CONSEGNA:
Modifica la parte che si apre con la riga contenente "Mark every instance of the man's jeans" e si chiude con quella contenente "pixel 256 613", estremi inclusi. Riporta solo queste righe, con "jeans" sostituito da "trousers" e tutto il resto invariato.

DATI FORNITI:
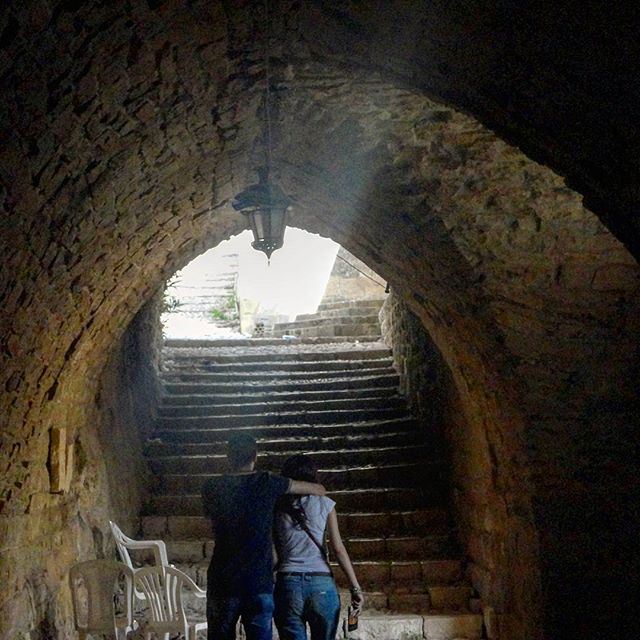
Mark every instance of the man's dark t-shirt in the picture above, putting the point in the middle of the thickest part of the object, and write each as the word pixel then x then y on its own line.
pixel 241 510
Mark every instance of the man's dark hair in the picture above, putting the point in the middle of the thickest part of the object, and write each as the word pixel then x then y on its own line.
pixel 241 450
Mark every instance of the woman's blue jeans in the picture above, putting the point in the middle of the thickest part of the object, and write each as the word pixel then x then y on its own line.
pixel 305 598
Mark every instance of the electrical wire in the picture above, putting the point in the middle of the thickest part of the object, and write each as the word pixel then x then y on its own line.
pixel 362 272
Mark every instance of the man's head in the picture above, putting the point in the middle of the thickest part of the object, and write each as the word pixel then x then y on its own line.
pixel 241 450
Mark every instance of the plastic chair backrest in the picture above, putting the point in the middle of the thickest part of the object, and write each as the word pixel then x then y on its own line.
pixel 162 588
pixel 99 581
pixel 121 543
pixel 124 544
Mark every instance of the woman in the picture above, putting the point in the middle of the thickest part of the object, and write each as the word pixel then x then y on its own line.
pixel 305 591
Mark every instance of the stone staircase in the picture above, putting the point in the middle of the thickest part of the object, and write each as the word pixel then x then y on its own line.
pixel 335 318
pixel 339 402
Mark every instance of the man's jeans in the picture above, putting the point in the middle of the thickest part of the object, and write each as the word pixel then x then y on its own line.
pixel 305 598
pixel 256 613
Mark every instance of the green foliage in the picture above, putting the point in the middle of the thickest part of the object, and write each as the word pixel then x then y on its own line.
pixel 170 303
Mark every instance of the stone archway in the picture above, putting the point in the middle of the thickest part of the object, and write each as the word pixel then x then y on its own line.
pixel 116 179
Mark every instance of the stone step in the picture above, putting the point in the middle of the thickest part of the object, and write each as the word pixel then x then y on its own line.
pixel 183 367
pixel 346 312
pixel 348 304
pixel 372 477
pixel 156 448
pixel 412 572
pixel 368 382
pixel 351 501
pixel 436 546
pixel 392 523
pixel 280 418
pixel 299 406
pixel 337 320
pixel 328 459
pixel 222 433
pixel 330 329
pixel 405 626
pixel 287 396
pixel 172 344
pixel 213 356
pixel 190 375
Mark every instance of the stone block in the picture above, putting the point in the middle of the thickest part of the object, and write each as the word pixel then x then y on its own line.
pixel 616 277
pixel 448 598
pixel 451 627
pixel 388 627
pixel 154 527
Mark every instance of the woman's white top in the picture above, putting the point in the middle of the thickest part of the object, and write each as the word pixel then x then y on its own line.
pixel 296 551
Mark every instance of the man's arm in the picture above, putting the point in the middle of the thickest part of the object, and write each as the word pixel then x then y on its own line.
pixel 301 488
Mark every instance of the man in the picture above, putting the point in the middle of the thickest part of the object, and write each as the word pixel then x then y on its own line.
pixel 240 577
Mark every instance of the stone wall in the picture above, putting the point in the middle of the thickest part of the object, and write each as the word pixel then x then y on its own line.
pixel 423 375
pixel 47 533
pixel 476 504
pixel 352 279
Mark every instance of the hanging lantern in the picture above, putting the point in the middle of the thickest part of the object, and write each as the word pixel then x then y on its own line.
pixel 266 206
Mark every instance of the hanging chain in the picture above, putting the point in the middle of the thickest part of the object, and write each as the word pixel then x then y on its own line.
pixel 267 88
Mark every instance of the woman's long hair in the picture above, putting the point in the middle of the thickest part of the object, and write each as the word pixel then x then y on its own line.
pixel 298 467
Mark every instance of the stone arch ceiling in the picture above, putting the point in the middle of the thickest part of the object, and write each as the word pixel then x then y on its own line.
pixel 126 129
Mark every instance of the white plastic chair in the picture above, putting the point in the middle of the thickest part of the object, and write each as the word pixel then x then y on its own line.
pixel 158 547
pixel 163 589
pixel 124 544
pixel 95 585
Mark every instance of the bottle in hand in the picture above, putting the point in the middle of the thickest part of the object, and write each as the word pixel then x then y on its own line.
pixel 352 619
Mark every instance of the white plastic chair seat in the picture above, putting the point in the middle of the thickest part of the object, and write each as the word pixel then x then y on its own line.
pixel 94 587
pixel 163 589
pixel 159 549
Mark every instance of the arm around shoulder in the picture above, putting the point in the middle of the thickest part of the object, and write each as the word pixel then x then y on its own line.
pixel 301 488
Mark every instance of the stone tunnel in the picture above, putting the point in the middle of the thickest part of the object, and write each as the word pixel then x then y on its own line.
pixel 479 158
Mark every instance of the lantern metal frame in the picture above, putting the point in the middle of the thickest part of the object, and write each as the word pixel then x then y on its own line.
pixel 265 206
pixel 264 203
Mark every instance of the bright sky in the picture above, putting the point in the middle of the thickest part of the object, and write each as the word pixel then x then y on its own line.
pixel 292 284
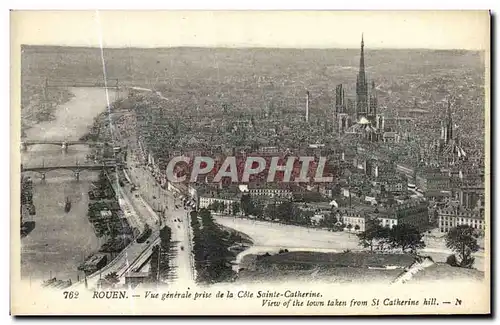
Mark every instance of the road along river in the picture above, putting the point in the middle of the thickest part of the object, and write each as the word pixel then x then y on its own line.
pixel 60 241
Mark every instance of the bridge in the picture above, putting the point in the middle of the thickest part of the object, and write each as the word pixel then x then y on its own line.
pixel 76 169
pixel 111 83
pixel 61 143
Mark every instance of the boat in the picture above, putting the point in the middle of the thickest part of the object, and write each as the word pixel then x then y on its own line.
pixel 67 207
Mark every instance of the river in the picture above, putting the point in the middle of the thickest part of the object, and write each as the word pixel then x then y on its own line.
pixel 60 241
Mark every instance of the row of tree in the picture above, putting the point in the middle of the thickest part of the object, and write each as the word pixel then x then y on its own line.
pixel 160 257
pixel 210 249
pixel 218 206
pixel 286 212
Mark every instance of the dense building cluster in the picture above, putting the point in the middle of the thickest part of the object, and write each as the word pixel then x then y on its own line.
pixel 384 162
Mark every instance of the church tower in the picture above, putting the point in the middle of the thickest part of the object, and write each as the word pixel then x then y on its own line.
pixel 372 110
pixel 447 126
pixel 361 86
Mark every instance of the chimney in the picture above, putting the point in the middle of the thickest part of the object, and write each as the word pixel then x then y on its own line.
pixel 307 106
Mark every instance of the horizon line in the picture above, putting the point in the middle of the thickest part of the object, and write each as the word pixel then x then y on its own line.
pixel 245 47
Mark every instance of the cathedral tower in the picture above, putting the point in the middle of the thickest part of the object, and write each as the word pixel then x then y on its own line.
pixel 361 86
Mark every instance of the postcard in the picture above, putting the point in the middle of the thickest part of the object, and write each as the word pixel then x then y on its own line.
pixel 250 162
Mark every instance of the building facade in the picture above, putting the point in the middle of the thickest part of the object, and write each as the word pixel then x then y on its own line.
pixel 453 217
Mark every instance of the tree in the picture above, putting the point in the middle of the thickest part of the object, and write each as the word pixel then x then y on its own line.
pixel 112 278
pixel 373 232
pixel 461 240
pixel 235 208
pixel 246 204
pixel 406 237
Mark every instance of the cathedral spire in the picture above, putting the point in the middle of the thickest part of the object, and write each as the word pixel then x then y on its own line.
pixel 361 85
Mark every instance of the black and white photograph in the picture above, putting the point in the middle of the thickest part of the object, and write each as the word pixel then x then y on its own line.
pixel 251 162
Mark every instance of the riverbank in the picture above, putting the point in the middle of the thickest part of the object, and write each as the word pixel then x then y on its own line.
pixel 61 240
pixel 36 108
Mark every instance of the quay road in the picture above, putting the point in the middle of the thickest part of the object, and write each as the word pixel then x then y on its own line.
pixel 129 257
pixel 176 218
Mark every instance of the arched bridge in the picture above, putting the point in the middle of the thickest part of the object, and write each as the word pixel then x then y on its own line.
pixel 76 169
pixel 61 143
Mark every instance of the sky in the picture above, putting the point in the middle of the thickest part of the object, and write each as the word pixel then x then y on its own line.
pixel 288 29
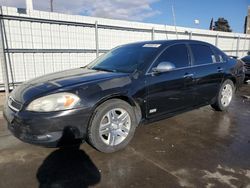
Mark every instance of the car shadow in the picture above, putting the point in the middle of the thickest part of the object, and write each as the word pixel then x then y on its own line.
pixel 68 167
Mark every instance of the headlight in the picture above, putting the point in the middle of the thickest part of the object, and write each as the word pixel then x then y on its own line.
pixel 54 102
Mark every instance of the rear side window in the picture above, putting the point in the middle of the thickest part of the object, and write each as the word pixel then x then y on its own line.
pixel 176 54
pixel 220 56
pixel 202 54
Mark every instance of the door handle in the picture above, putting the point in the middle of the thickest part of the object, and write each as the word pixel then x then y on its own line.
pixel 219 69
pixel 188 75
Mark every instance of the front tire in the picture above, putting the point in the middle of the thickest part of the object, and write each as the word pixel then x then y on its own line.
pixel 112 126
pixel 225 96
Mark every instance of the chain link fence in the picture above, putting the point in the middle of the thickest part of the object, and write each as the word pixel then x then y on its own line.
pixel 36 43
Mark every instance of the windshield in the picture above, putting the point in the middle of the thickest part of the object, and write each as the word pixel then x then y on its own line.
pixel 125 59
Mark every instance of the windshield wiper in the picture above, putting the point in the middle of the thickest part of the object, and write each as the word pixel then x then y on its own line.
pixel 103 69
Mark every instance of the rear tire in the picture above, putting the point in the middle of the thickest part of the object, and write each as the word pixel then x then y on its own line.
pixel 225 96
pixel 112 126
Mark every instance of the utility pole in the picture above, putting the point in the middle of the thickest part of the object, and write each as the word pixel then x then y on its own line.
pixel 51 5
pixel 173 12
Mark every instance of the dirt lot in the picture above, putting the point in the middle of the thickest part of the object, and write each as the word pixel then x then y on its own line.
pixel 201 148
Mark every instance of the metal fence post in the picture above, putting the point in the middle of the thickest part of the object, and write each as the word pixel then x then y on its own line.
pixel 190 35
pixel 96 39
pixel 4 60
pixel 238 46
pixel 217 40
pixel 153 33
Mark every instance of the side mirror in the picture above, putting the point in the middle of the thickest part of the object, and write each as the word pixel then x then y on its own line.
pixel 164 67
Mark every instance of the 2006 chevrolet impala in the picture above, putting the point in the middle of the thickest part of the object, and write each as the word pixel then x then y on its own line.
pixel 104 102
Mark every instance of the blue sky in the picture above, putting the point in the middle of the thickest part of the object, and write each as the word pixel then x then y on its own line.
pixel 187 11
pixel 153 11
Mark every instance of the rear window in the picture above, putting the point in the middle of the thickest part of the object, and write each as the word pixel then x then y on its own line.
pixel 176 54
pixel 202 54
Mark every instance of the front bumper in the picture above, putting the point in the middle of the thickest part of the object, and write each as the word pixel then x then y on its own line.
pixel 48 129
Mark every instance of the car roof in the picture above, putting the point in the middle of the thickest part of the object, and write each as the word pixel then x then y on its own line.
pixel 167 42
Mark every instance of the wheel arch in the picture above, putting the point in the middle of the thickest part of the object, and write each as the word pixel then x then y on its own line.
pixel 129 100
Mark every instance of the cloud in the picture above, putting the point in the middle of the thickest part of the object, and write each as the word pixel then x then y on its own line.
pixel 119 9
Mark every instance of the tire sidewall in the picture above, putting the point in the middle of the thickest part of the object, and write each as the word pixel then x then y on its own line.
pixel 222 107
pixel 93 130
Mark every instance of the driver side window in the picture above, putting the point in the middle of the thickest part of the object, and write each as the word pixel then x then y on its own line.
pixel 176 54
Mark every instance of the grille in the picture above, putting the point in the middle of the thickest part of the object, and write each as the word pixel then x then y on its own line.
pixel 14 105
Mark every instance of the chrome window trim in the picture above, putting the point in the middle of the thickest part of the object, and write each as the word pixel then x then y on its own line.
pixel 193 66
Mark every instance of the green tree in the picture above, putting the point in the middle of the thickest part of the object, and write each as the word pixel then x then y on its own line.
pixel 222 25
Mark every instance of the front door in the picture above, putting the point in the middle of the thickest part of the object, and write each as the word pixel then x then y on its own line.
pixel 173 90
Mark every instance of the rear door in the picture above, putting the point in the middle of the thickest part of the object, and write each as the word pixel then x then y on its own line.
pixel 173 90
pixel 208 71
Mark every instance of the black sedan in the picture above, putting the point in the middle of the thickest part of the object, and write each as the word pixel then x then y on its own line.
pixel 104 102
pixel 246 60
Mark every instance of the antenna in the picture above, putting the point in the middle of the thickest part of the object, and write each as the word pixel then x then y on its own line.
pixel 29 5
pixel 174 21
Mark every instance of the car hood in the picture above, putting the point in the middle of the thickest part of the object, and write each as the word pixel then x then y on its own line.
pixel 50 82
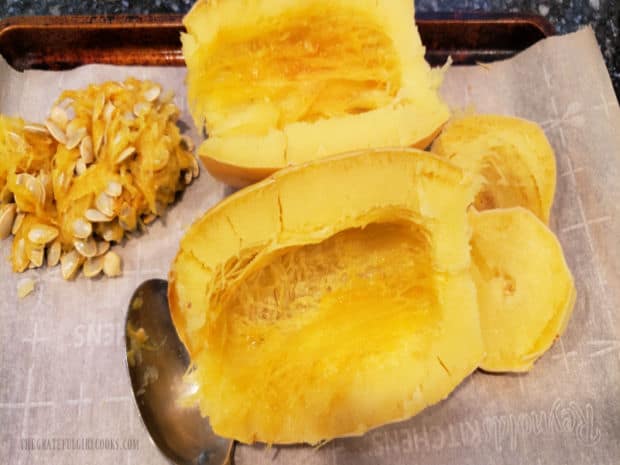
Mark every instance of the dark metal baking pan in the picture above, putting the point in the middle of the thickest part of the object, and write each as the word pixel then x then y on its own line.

SVOLGIMENTO:
Mark every instance of the man's trousers in the picture above, putting the point in the middle of the thickest part of the object, and write each as the word pixel then x then y on its own line.
pixel 305 598
pixel 256 613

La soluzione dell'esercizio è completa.